Tareas pendientes.
1 > Según el texto sobre la humildad, ¿por qué es imposible salvarse sin ser humilde? Explícalo en una a tres oraciones.
2 > Cambia "prójimo" por "hermano" en el texto sobre la humildad y reescribe el fragmento que comienza con "Y si nuestro" y sigue hasta "(Conclusión)".
3 > Retoma el texto sobre la humildad y continúalo a partir de su última oración.

Texto de lectura.
---------------

Y si nuestro prójimo ha caído en algún pecado grave real, no por eso hemos de apresurarnos a juzgarlo, sino buscar excusarlo cuanto nos sea posible, y considerar que, si no hemos caído en lo mismo, es por pura gracia de Dios y de que, de haber estado nosotros en la misma situación, seguramente hubiéramos caído mucho peor y más bajo que él. Haciendo así, evitaremos caer en juicios temerarios y nos mantendremos, por tanto, en humildad.

(Conclusión)

Concluyendo, digamos simplemente que mucho nos va en conseguir ser humildes, pues en ello nos va la salvación, como ya dijimos antes.
Sí, porque, como dice la Sagrada Escritura, “Dios resiste a los soberbios y da su gracia a los humildes”. Si no somos humildes sino soberbios, Dios nos resistirá y no nos dará su gracia, y sin ésta es absolutamente imposible alcanzar la salvación.
Por tanto, si queremos salvarnos, hagámonos pequeños por la humildad, para que podamos entrar por la puerta angosta2 que lleva a la vida eterna. Pidámosle mucho a Dios e insistamos asiduamente, hasta ser inoportunos, en poder obtener esta gracia; meditemos mucho sobre nosotros mismos para alcanzarla.

---------------

Material proporcionado.

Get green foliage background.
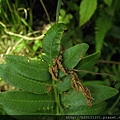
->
[0,0,120,115]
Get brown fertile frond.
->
[70,71,93,106]
[49,52,68,81]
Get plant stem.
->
[52,80,59,115]
[40,0,51,24]
[108,95,120,115]
[56,0,62,24]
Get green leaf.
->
[42,23,66,65]
[63,43,89,69]
[56,75,71,92]
[5,55,50,81]
[0,64,51,94]
[76,52,100,78]
[79,0,97,26]
[95,10,112,52]
[64,102,106,115]
[61,85,118,107]
[0,91,54,114]
[103,0,113,7]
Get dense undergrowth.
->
[0,0,120,118]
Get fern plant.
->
[0,23,118,119]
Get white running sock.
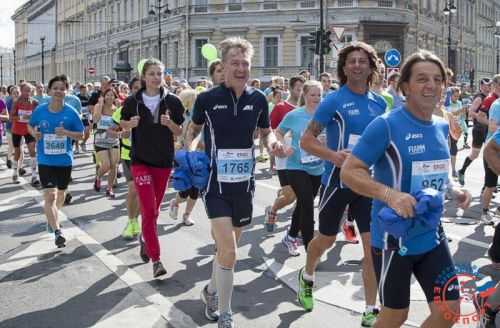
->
[215,265,234,313]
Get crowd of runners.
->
[0,38,500,328]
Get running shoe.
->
[281,233,300,256]
[31,177,40,188]
[182,213,194,227]
[94,178,101,192]
[153,261,167,278]
[217,312,234,328]
[480,211,493,225]
[297,268,314,312]
[122,220,135,240]
[54,229,66,248]
[200,285,219,322]
[132,218,141,237]
[342,220,359,244]
[361,309,378,327]
[458,171,465,187]
[138,233,149,263]
[168,198,179,220]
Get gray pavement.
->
[0,135,500,328]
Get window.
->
[337,0,354,7]
[378,0,394,8]
[300,0,316,8]
[194,39,208,67]
[227,0,241,11]
[172,41,179,68]
[262,0,278,10]
[300,35,315,67]
[194,0,208,13]
[264,36,279,67]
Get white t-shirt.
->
[142,93,160,114]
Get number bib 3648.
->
[411,159,449,192]
[43,134,68,155]
[217,148,254,183]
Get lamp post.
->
[149,0,171,60]
[443,0,457,70]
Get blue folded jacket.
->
[172,150,209,191]
[377,188,444,242]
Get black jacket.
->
[122,87,184,168]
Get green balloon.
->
[201,43,217,61]
[137,59,147,75]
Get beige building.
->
[12,0,500,86]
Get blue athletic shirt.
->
[278,107,325,175]
[191,84,269,196]
[313,85,387,185]
[29,104,83,166]
[352,107,450,255]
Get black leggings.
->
[287,170,321,250]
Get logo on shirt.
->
[405,132,424,141]
[342,101,356,109]
[212,105,227,110]
[408,144,425,155]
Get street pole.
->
[40,36,45,84]
[318,0,325,76]
[12,49,17,84]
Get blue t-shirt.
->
[278,107,325,175]
[313,85,387,185]
[29,104,83,166]
[352,107,450,255]
[488,99,500,138]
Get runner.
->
[275,81,325,255]
[120,58,184,278]
[341,50,471,328]
[92,89,120,198]
[186,37,284,328]
[298,42,386,327]
[265,75,306,256]
[78,84,92,152]
[28,75,83,247]
[458,75,494,186]
[10,82,40,187]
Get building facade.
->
[12,0,500,86]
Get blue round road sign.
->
[384,49,401,67]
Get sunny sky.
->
[0,0,27,48]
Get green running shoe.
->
[361,309,378,327]
[297,268,314,312]
[122,220,134,240]
[132,218,141,238]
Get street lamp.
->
[443,0,457,70]
[149,0,171,60]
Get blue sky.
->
[0,0,27,48]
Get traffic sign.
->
[384,48,401,67]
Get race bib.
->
[217,148,254,183]
[43,134,68,155]
[17,109,31,123]
[347,134,361,150]
[411,159,449,193]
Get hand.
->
[33,126,42,141]
[455,189,472,210]
[129,115,141,129]
[160,112,172,127]
[55,122,66,137]
[330,149,351,167]
[387,189,417,219]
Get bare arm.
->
[484,139,500,174]
[184,121,203,151]
[300,120,348,167]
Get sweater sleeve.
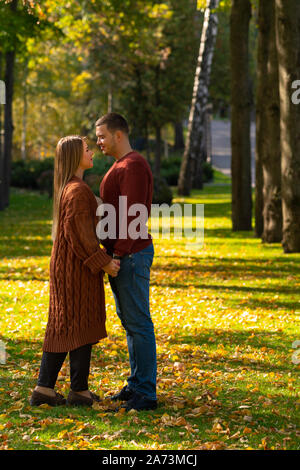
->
[114,162,150,256]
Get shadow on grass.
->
[0,329,296,449]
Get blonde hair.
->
[51,135,84,242]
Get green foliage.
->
[11,158,54,189]
[152,176,173,205]
[0,185,300,448]
[161,155,213,186]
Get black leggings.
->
[37,344,92,392]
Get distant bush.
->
[11,158,54,189]
[152,177,173,205]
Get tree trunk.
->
[21,81,28,160]
[276,0,300,253]
[255,0,266,238]
[173,122,184,151]
[260,0,282,243]
[178,0,219,196]
[230,0,252,231]
[154,126,162,179]
[0,0,18,209]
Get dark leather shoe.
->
[29,390,66,406]
[106,385,134,401]
[67,390,101,406]
[121,392,157,411]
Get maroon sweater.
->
[100,151,153,256]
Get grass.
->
[0,173,300,450]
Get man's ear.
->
[115,130,122,142]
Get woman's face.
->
[79,140,95,170]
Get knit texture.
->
[43,176,112,352]
[100,151,153,256]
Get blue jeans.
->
[109,243,157,400]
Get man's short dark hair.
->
[96,113,129,134]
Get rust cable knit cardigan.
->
[43,176,112,352]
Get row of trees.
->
[178,0,300,253]
[0,0,300,252]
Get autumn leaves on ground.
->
[0,177,300,450]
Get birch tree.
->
[230,0,252,231]
[178,0,219,196]
[256,0,282,243]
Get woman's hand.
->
[102,259,120,277]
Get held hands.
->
[102,259,120,277]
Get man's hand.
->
[102,259,120,277]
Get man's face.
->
[96,124,116,157]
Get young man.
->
[96,113,157,411]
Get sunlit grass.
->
[0,175,300,449]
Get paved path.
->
[212,120,255,186]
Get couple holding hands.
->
[30,113,157,411]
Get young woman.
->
[30,136,119,406]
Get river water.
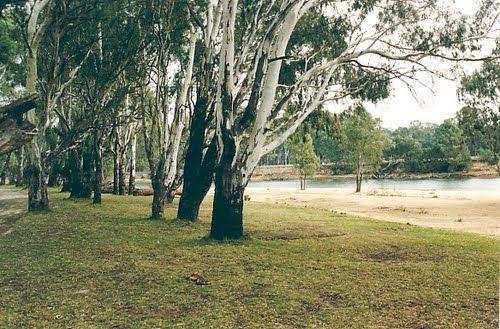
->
[137,178,500,192]
[248,178,500,192]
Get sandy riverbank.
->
[247,187,500,237]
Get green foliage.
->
[0,15,25,100]
[340,105,389,171]
[458,44,500,173]
[0,193,499,329]
[291,132,319,178]
[432,120,470,172]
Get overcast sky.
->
[366,0,486,129]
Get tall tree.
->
[340,106,389,193]
[458,39,500,174]
[292,129,319,190]
[211,0,497,239]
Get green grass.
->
[0,188,500,328]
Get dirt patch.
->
[250,232,346,241]
[247,187,500,237]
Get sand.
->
[246,187,500,238]
[0,187,500,238]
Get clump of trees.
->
[0,0,498,239]
[385,119,471,173]
[291,133,319,190]
[339,105,389,193]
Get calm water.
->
[248,178,500,192]
[137,178,500,192]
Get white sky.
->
[365,0,490,129]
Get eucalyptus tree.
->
[211,0,498,239]
[458,38,500,174]
[141,0,199,219]
[12,0,95,210]
[339,105,389,193]
[72,1,148,203]
[292,133,320,190]
[177,1,222,221]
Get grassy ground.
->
[0,188,500,328]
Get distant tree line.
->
[262,106,500,176]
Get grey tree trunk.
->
[128,132,137,195]
[0,153,12,185]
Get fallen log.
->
[0,95,38,155]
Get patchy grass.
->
[0,193,500,328]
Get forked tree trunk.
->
[92,131,103,204]
[118,153,126,195]
[210,131,243,240]
[177,136,216,222]
[151,178,166,220]
[356,167,363,193]
[113,143,120,195]
[151,157,167,220]
[28,164,49,211]
[16,146,24,186]
[210,162,245,240]
[0,153,12,185]
[128,132,137,195]
[70,150,92,199]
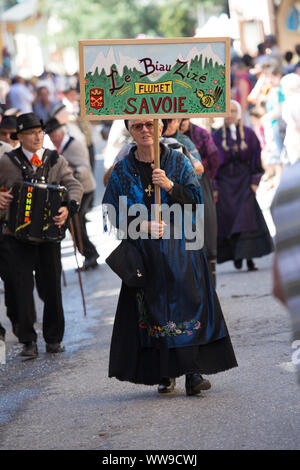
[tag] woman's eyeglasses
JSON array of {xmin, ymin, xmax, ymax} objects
[{"xmin": 131, "ymin": 122, "xmax": 153, "ymax": 131}]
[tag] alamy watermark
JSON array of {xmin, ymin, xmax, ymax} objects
[{"xmin": 104, "ymin": 196, "xmax": 204, "ymax": 250}]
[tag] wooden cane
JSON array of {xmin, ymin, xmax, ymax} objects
[
  {"xmin": 154, "ymin": 119, "xmax": 161, "ymax": 223},
  {"xmin": 69, "ymin": 218, "xmax": 86, "ymax": 316}
]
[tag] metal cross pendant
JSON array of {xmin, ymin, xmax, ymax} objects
[{"xmin": 145, "ymin": 184, "xmax": 154, "ymax": 197}]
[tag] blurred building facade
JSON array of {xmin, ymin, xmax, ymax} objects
[{"xmin": 0, "ymin": 0, "xmax": 78, "ymax": 78}]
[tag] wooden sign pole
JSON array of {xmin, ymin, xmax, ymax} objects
[{"xmin": 154, "ymin": 119, "xmax": 161, "ymax": 222}]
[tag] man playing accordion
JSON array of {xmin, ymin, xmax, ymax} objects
[{"xmin": 0, "ymin": 113, "xmax": 82, "ymax": 357}]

---------------

Lista de respuestas.
1 > Porque, como dice la Sagrada Escritura que el texto cita, "Dios resiste a los soberbios y da su gracia a los humildes". Si somos soberbios, Dios nos resistirá y no nos dará su gracia, y sin ella es absolutamente imposible alcanzar la salvación.

2 >
Y si nuestro hermano ha caído en algún pecado grave real, no por eso hemos de apresurarnos a juzgarlo, sino buscar excusarlo cuanto nos sea posible, y considerar que, si no hemos caído en lo mismo, es por pura gracia de Dios y de que, de haber estado nosotros en la misma situación, seguramente hubiéramos caído mucho peor y más bajo que él. Haciendo así, evitaremos caer en juicios temerarios y nos mantendremos, por tanto, en humildad.

(Conclusión)

3 >
Asimismo, contemplemos los sublimes ejemplos de humildad que Dios Nuestro Señor Jesucristo nos dio; pareciera se hizo hombre solamente para enseñarnos la humildad. En efecto, ¿podremos encontrar mayor ejemplo de humildad que el que vemos en Él? Siendo Dios Omnipotente, se encarnó e hizo hombre, sin dejar de ser Dios, en el seno virginal de María Santísima, para habitar allí sin que nadie supiera durante 9 meses; quiso nacer pobre y desconocido de todos en un establo y ser colocado en un pesebre; vivir escondido y oculto de todos durante 30 años, en Nazaret, con María y José; sufrir toda clase de persecuciones y afrentas durante su vida pública y predicación; y, como si todo lo anterior hubiera sido poco, padecer su atrocísima Pasión y Muerte, sufriendo en ellas incontables escarnios, ultrajes, ofensas, burlas, lesiones, heridas, hasta culminarlo todo con su muerte en el ignominioso e infamante patíbulo de la Cruz, muerte reservada a los peores malhechores y esclavos.
Meditemos, pues, en estos grandes ejemplos que nos dio, pues no en vano dijo: “aprended de mí, que soy manso y humilde de corazón”.
Meditemos mucho en ello y pidámosle nos dé la gracia de imitarle.
Nos ayude María Santísima para que así sea.

Ave María Purísima. Padre Pío Vázquez.

2 San Mateo 7, 13-14.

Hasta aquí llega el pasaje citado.